| Work request |
Look for the word "below". Copy every line of the listing where it occurs.

| Information supplied |
---+---

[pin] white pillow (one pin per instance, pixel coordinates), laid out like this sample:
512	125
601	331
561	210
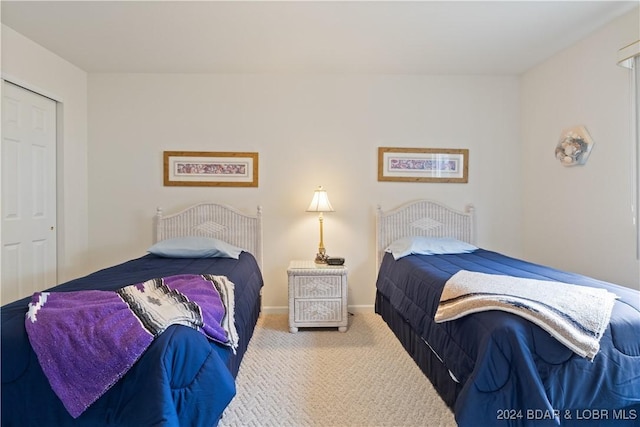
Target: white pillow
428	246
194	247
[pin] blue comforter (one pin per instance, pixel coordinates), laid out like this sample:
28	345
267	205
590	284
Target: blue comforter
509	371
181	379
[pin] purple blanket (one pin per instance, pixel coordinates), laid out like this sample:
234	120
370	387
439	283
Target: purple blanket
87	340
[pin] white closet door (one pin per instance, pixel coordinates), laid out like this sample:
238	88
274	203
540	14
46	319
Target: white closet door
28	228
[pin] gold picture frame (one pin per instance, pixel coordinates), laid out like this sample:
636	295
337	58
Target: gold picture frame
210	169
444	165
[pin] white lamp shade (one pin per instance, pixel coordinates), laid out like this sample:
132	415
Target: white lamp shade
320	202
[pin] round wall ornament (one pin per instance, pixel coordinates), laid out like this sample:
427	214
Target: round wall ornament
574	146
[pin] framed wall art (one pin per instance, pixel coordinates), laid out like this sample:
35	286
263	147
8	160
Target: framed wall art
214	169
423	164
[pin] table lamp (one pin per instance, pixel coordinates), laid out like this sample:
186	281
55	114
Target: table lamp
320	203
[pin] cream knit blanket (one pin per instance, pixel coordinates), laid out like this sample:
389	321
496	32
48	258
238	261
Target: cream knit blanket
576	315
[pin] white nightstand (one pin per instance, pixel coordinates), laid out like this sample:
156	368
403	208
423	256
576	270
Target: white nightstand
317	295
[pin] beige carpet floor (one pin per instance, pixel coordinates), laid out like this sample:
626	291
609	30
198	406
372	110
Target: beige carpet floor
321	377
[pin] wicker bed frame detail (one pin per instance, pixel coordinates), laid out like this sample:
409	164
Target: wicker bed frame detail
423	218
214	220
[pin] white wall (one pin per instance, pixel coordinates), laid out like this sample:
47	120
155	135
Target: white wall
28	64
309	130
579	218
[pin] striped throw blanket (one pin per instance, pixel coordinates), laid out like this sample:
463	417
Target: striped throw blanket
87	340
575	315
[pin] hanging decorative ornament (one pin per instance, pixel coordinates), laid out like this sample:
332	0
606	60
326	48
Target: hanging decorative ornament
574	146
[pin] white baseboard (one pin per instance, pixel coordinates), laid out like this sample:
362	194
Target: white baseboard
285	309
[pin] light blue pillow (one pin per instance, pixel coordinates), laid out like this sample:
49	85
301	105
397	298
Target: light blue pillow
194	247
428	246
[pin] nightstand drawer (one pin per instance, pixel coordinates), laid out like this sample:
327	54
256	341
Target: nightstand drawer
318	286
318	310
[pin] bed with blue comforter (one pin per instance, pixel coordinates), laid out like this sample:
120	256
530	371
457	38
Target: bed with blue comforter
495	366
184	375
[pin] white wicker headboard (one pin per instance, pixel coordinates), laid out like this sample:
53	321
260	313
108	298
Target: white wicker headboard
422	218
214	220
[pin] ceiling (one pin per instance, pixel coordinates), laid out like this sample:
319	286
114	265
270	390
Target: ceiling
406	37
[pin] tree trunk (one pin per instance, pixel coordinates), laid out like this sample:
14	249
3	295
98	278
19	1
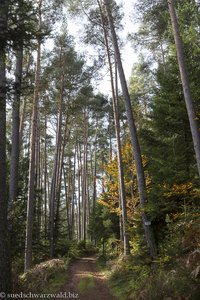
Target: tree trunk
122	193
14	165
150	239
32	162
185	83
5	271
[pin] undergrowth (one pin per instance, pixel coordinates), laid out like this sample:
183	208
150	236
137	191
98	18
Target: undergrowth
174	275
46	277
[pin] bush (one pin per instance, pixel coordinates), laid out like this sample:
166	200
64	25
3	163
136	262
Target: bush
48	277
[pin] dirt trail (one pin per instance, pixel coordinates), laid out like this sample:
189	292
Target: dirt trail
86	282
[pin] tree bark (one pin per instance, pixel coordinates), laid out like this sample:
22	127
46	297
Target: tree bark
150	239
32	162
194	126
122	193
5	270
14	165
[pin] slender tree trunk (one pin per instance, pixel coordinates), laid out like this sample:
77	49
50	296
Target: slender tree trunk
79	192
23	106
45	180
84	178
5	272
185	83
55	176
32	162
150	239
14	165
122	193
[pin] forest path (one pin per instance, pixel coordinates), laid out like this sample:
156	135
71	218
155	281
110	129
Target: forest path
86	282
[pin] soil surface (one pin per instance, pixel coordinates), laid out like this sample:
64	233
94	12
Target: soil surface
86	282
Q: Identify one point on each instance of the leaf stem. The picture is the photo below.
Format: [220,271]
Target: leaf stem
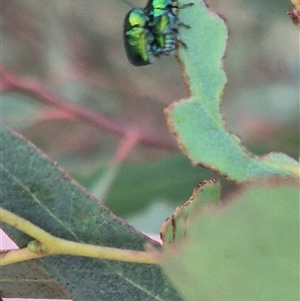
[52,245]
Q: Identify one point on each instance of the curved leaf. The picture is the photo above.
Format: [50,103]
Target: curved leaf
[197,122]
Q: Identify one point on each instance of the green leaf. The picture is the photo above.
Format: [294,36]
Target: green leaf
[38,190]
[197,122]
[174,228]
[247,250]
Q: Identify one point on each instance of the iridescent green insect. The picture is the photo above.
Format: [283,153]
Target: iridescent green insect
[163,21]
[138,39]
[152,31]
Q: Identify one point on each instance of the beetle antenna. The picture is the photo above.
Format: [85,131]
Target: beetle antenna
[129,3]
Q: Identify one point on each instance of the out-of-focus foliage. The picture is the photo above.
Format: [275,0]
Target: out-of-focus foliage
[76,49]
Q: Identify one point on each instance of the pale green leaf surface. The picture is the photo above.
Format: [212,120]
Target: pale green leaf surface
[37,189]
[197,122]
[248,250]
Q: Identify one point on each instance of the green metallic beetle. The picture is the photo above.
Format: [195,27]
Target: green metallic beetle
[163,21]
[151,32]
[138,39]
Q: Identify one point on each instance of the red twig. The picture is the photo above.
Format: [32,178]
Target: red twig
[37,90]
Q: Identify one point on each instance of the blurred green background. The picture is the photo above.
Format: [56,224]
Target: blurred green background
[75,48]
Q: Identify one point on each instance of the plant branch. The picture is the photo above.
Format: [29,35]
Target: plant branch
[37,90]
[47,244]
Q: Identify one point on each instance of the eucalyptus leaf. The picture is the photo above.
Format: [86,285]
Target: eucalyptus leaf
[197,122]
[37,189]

---+---

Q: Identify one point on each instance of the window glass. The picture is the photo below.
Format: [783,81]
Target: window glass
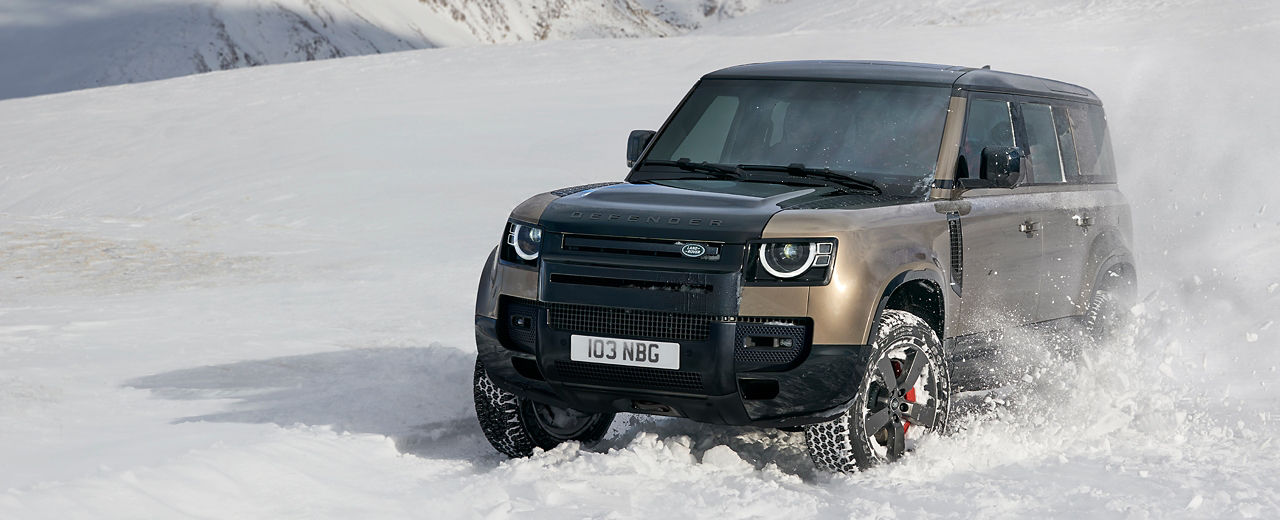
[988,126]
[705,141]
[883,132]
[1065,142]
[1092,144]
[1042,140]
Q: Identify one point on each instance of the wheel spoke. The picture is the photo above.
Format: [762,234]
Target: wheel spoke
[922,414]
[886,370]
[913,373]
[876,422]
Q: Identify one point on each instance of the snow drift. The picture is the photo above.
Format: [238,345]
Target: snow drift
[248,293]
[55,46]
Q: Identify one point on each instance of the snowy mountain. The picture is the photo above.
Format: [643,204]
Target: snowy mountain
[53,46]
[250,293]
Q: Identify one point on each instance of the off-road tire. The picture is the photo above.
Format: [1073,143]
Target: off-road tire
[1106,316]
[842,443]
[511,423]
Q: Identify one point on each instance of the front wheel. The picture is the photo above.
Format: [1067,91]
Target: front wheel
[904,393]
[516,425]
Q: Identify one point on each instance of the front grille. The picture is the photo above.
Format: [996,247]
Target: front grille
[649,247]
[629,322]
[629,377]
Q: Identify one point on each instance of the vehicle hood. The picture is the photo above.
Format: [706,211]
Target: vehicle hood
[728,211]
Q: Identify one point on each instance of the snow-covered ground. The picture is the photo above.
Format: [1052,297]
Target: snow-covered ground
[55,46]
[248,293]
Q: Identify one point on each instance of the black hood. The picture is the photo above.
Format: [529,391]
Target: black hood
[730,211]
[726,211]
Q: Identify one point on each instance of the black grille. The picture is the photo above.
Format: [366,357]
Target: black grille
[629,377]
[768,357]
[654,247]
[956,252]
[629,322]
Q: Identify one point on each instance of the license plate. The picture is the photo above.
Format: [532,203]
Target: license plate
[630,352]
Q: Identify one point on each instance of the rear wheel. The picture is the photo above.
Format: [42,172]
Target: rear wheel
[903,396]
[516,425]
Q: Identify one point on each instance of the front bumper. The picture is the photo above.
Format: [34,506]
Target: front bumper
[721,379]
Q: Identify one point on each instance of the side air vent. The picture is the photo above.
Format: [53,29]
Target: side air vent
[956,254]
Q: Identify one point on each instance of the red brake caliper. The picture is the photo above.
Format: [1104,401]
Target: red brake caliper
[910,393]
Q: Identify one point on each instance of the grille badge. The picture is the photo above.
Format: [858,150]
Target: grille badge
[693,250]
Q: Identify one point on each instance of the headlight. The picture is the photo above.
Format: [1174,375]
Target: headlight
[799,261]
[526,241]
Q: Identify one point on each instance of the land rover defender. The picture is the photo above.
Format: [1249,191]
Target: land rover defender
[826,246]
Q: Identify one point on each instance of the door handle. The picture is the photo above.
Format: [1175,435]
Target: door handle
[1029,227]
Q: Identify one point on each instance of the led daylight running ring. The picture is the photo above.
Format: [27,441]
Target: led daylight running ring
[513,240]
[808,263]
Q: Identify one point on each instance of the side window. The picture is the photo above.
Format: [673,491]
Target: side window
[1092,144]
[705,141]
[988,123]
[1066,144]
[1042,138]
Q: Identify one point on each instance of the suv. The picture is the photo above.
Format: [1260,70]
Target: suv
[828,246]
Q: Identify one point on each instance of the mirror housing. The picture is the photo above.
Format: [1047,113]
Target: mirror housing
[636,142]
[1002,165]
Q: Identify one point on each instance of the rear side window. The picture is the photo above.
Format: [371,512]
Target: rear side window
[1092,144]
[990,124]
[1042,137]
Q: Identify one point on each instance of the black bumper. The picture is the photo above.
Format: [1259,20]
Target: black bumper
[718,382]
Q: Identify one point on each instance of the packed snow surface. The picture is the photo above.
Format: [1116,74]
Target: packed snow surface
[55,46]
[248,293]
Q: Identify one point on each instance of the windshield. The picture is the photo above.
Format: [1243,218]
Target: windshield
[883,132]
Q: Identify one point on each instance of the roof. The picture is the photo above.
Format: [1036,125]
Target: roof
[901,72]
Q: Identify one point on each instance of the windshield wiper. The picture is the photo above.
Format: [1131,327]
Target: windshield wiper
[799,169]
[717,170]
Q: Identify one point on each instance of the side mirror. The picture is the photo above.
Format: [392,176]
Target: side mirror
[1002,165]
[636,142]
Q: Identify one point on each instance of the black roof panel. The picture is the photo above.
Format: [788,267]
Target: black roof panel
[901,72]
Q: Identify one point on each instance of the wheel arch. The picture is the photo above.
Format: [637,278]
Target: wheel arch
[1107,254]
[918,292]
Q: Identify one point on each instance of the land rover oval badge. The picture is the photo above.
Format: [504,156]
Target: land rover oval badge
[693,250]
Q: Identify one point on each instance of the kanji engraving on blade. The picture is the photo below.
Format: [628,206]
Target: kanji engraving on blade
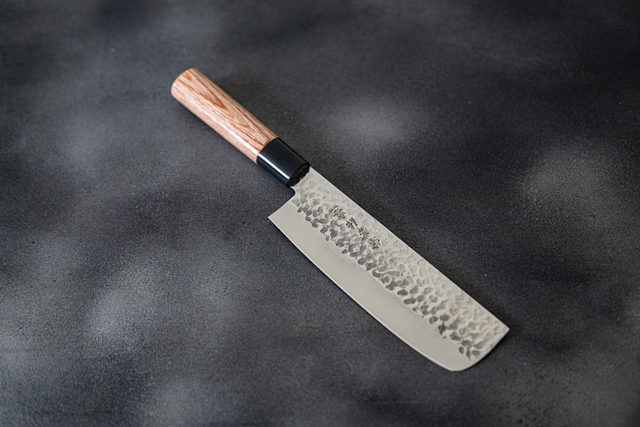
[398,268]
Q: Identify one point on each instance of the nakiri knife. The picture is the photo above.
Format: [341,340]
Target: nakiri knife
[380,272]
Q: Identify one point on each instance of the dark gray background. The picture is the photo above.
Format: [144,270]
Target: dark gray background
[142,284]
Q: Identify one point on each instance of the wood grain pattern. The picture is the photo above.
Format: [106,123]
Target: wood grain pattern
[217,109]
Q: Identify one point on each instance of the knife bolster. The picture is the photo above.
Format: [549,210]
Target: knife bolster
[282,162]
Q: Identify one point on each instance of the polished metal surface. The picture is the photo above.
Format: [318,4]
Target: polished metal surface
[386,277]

---+---

| Answer box |
Q: Identify one point on each instance of the leaf stem. The picture is the photo below.
Q: Identify one point on each instance of the window glass. The picture is the photo below.
Q: Identify one point on each instance of the kanji engraving on blade. The picture is the photo below.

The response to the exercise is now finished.